> Written task
Convert the data below into a two-column CSV with the headers instruction and response, one row for each instruction and its answer, each placed in a single quoted field with line breaks replaced by spaces. Leave the images out.
□ □ □
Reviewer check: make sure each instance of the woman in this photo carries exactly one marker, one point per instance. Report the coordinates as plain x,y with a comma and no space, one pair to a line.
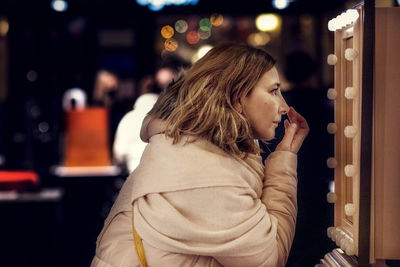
200,195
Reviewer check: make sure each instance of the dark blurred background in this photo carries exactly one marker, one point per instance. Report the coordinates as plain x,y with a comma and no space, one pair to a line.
45,52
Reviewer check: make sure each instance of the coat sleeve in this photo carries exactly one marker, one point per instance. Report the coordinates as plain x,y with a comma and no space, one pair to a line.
280,199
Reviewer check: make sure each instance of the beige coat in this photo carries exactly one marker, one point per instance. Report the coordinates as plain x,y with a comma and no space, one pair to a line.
194,205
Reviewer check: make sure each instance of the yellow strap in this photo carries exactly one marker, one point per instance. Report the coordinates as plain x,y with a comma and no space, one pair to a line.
138,244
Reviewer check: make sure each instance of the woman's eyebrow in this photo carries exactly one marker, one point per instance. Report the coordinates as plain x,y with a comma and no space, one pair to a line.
275,85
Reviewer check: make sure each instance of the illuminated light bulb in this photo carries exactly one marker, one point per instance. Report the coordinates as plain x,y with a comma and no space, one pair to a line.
280,4
267,22
181,26
192,37
331,163
331,128
331,197
171,44
349,170
334,235
59,5
167,31
329,231
216,19
331,59
4,26
350,54
331,94
341,20
258,39
350,249
344,243
331,25
350,131
349,209
204,34
350,93
340,236
205,24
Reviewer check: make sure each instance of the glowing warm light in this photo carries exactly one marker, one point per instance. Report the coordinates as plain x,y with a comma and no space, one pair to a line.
164,76
342,20
205,24
4,27
181,26
157,5
171,44
167,32
216,19
280,4
267,22
258,39
201,52
192,37
59,5
204,34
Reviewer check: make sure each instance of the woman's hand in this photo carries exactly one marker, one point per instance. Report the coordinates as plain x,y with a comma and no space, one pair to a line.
295,132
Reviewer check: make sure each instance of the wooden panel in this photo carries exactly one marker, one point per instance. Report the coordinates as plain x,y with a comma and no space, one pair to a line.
386,140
□ □ □
> Result of this exercise
instruction,response
"Reviewer check: make sure each instance of the woman in this photo carries exactly one marker, one point per instance. Report the coordinates as plain x,y with a comma and no space, one pair to a line.","200,195"
"Reviewer check: make sure each instance of the dark blurred background in this photo carries exactly one marker, one point per instance. Report the coordinates as plain x,y with a comma and no space, one pair to a line.","45,52"
"Reviewer check: make sure each instance of the coat sleeve in this photo carries exactly one marker, one point per instance. Report the coordinates as plain x,y with a comma and no space, one pair to a line.","280,199"
"Reviewer check: make sure each instance of the beige coat in this photo carries exactly one marker, one point per instance. Report the coordinates as plain x,y with a comma and no space, one pair to a line.","194,205"
"Reviewer check: make sure each instance of the yellow strap in this photo carries exactly one marker, one point per instance. Report the coordinates as plain x,y with a comma and no space, one pair to a line.","138,244"
"Reviewer check: make sure each instance of the woman's eyebrow in this photo carries exactly one marker, one point per instance. Report the coordinates as plain x,y with a comma and no space, one pair to a line.","275,85"
"Reviewer check: make sure each instance of the illuminated light bulb in this photo carries exactly one marker, one point per instance. Report the coordinates as plain x,y with a comma and no space, one pair to a line.","280,4 267,22 181,26 192,37 331,163 331,128 331,197 171,44 349,170 334,235 59,5 167,31 329,231 216,19 331,59 4,26 350,54 331,94 341,20 258,39 350,249 344,243 331,25 350,131 349,209 204,34 350,93 340,236 205,24"
"Reviewer check: make sure each instance of the glowing warm light in this photo carries exactly one marker, one point per instance. Report the coordinates as plain x,y with a comma and no space, one pair to a line.","164,76 342,20 205,24 4,27 181,26 157,5 171,44 167,32 216,19 280,4 267,22 258,39 201,52 192,37 59,5 204,34"
"Reviewer check: make sure each instance of the woman's hand in this photo carries exactly one marker, one point per instance. Report the coordinates as plain x,y with a comma and no space, one pair to a line.","295,132"
"Reviewer check: make sure each instance of the wooden panel in this photo carries exactly one marker, one point per instance. Report the coordinates as plain x,y with a comma and no space, one pair to a line.","386,140"